▶ TEXTE FOURNI:
# # #
Si, la Mauritanie comme les autres états africains souffre de certains maux c’est bien à cause du blocage et/ou du retard accusé dans la transformation des mentalités et, dans la foulée, de l’inhibition de la transition démographique et du développement culturel.

Une telle inhibition participe de l’explication de la prolifération de la misère, des promiscuités, de la pauvreté de masse, de l’ignorance et du garrotage des forces productives. Jamais, un pays ne s’est développé sans résoudre cette question centrale. Avec les niveaux éducatifs et culturels, elle détermine la vraie trajectoire de l’évolution de toute société. Elle exprime et contingente les mutations et les transformations qualitatives structurantes comme socle de l’évolution des consciences et des mentalités et, in fine, de la modernité. Emmanuel TODD écrit « L’alphabétisation et la maîtrise de la fécondité apparaissent bien aujourd’hui comme des universels humains ».
# # #
▶ DONNÉES FOURNIES:
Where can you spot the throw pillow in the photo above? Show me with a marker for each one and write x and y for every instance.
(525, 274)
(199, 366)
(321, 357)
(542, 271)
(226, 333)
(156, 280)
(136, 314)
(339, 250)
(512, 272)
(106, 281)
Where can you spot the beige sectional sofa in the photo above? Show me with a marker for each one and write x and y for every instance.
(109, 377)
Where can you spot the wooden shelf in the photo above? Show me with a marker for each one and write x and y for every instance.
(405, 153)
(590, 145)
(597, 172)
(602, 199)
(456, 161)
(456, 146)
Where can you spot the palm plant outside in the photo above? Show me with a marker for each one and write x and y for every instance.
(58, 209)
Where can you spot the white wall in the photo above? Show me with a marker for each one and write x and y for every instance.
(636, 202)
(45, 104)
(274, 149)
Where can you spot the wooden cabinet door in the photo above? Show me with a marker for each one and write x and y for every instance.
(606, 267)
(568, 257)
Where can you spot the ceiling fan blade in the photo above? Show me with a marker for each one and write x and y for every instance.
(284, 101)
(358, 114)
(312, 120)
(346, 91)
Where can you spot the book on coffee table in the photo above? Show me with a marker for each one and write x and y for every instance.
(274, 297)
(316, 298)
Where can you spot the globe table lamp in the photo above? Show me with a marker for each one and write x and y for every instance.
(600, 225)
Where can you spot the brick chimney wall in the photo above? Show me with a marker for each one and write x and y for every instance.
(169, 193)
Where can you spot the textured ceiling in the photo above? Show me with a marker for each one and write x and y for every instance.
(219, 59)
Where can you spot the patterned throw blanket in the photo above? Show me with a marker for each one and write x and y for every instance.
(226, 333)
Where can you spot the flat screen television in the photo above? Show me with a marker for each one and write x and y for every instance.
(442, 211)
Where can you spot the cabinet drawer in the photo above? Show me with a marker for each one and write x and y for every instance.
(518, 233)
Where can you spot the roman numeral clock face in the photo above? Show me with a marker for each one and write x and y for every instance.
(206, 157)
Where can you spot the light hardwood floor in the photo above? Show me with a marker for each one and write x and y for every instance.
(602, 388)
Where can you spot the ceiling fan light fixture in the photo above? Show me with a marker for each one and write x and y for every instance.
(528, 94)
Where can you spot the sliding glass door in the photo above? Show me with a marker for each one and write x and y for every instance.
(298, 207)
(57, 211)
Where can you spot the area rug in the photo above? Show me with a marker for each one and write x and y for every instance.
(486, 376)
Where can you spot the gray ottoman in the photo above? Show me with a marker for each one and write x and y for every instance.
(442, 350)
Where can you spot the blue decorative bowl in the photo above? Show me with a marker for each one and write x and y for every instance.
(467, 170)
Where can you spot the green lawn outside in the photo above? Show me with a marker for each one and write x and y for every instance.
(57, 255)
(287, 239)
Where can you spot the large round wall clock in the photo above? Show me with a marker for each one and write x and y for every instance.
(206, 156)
# # #
▶ TRAVAIL DEMANDÉ:
**1)** Recopiez à l'identique le passage du texte sur la Mauritanie qui va de "Si, la Mauritanie" jusqu'à "du développement culturel.".
**2)** Répondez brièvement aux questions suivantes d'après le texte sur la Mauritanie.
(a) À quoi le texte attribue-t-il les maux dont souffrent la Mauritanie et les autres États africains ?
(b) Avec quels niveaux la question centrale évoquée détermine-t-elle la vraie trajectoire de l'évolution de toute société ?
(c) Selon la citation d'Emmanuel Todd, quelles deux choses apparaissent aujourd'hui comme des universels humains ?

▶ RÉPONSES PAR CONSIGNE:
**1)**
Si, la Mauritanie comme les autres états africains souffre de certains maux c’est bien à cause du blocage et/ou du retard accusé dans la transformation des mentalités et, dans la foulée, de l’inhibition de la transition démographique et du développement culturel.

**2)**
(a) Au blocage et/ou au retard accusé dans la transformation des mentalités, ainsi qu'à l'inhibition de la transition démographique et du développement culturel.
(b) Avec les niveaux éducatifs et culturels.
(c) L'alphabétisation et la maîtrise de la fécondité.